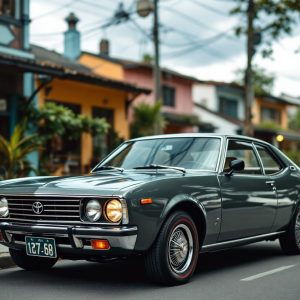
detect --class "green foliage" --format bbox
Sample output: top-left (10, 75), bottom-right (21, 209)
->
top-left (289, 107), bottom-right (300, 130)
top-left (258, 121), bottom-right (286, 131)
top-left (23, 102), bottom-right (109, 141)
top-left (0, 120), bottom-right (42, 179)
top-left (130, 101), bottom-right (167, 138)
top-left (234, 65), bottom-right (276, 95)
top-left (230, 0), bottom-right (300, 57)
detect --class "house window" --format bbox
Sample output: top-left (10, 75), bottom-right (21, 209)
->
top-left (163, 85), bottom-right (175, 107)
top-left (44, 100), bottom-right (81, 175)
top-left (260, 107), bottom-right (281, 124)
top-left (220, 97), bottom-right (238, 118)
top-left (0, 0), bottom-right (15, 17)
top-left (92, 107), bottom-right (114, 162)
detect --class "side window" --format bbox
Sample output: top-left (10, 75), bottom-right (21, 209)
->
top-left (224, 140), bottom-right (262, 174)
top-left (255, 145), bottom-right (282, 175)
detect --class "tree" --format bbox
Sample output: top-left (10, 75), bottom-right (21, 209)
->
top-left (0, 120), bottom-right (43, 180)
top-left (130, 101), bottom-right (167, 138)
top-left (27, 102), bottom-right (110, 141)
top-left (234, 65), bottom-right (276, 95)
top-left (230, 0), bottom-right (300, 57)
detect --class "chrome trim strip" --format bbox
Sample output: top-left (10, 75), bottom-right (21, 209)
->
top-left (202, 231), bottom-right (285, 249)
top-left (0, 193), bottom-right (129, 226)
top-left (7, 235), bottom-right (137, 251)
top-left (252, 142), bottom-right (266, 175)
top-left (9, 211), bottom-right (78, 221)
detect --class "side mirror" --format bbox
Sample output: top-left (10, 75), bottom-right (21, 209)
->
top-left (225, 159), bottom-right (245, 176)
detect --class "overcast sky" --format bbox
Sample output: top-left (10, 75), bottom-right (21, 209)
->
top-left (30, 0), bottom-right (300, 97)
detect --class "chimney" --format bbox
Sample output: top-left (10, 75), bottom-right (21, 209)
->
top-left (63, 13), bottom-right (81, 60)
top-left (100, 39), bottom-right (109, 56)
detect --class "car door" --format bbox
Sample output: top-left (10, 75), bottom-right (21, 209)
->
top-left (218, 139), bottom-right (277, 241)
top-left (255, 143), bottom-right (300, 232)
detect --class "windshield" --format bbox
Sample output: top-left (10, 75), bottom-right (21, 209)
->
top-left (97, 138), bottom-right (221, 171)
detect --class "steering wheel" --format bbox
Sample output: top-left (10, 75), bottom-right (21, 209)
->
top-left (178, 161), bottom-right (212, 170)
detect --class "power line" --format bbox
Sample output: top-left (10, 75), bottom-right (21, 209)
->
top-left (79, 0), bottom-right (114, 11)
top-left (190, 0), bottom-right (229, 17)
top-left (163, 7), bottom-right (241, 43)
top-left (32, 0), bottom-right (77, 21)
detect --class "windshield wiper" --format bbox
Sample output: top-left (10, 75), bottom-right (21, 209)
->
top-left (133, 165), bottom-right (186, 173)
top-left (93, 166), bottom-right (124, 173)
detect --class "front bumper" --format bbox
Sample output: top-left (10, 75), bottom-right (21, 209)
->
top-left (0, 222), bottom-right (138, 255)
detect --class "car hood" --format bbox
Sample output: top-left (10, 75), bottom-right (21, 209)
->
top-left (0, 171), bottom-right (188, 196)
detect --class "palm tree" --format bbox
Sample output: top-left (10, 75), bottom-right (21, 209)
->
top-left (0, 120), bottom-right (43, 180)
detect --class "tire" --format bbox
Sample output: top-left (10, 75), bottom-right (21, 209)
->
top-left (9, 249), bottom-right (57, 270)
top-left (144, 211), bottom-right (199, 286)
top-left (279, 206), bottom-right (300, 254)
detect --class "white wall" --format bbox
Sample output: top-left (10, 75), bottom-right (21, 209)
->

========================================

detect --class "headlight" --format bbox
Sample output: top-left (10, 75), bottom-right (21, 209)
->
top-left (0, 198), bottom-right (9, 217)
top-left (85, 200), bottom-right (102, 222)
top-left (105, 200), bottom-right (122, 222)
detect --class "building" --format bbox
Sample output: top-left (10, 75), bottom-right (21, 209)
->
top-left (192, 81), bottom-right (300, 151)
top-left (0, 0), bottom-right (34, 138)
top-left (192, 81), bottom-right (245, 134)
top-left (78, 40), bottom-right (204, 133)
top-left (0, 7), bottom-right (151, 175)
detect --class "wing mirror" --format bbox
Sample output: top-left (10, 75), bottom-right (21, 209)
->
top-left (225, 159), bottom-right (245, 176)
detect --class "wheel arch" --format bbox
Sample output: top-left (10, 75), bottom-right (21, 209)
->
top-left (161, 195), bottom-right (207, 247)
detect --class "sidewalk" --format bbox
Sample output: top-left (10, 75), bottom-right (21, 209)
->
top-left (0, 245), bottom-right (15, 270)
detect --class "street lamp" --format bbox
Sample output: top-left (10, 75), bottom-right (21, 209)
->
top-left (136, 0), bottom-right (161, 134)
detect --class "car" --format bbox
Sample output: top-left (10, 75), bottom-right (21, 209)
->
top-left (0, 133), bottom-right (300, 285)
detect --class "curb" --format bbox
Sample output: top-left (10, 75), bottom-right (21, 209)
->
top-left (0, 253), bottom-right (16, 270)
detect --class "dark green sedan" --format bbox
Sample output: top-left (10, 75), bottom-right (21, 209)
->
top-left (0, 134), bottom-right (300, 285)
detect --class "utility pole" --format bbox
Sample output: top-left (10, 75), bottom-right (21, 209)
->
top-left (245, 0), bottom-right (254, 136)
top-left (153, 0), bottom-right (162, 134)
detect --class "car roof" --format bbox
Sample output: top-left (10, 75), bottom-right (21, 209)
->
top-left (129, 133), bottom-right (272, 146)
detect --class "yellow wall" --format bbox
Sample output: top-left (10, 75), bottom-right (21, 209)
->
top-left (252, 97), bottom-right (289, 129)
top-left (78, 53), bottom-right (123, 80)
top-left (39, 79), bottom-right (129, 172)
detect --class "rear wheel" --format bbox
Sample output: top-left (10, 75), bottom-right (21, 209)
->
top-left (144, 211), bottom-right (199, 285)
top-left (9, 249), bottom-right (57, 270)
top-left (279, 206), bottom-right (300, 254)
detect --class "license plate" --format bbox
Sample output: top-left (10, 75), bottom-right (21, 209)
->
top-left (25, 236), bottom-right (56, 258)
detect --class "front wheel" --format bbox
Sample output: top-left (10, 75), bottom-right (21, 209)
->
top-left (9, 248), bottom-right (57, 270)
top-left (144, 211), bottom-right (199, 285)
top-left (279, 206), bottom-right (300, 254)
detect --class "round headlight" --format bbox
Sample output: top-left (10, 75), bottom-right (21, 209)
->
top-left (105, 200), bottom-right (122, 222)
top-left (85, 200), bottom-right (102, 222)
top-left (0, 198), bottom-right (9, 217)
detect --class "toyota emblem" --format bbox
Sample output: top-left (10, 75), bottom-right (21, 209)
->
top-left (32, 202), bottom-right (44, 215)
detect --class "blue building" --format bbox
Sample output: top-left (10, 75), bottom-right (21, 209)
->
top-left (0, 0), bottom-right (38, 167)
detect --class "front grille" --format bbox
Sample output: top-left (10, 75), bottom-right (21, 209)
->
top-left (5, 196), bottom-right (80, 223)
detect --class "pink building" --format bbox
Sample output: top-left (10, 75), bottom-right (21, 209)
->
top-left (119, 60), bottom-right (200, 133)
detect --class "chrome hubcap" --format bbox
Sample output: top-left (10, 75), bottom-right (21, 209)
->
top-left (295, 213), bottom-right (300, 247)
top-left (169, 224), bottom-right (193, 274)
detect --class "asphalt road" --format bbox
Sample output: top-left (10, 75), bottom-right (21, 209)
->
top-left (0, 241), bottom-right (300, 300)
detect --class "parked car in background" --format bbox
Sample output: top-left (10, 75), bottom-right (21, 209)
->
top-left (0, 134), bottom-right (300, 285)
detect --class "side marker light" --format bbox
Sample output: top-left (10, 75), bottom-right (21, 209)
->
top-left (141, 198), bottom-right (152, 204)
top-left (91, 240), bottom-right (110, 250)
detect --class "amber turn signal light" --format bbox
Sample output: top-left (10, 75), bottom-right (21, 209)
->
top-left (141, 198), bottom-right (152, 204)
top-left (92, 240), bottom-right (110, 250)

========================================

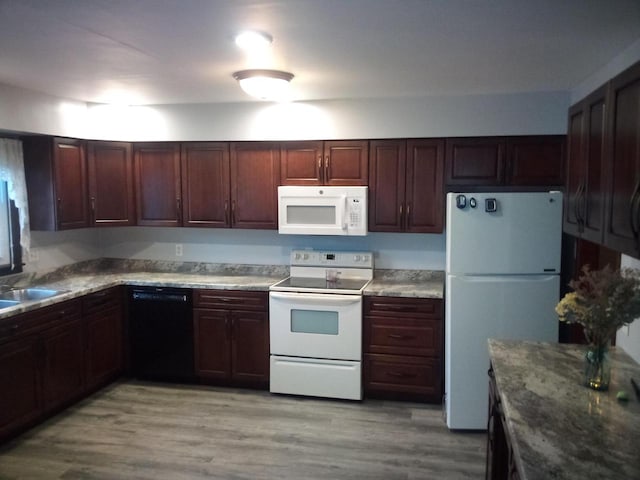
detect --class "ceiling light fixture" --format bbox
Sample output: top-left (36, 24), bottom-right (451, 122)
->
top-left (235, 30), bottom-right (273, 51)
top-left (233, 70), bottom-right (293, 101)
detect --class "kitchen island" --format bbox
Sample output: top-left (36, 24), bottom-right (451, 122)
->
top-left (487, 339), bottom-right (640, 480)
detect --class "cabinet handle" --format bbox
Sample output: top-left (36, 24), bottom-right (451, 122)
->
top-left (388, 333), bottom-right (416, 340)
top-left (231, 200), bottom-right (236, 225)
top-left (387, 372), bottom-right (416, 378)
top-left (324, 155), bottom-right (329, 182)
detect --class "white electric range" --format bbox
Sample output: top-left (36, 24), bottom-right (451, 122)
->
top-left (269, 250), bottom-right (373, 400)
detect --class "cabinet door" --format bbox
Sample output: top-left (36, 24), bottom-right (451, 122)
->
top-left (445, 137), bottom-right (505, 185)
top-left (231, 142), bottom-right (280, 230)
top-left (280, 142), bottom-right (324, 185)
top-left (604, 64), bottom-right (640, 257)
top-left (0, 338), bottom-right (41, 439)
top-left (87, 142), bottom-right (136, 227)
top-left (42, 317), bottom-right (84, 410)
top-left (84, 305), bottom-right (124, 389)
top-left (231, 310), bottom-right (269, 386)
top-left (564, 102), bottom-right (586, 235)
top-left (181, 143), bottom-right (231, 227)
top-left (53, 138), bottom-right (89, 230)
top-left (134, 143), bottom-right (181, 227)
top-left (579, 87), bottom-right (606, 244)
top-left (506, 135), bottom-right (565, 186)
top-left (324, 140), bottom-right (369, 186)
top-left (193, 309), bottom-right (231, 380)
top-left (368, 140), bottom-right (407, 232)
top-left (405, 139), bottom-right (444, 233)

========================================

WORK TO BE COMPLETED -
Find every line in the entries above that contains the string "wheel", and copy each one out.

OUTPUT OF THE EXERCISE -
detect --class "steering wheel" --format bbox
detect --class "wheel arch" --format bbox
detect --class "rear wheel" --format bbox
detect --class "front wheel" --format bbox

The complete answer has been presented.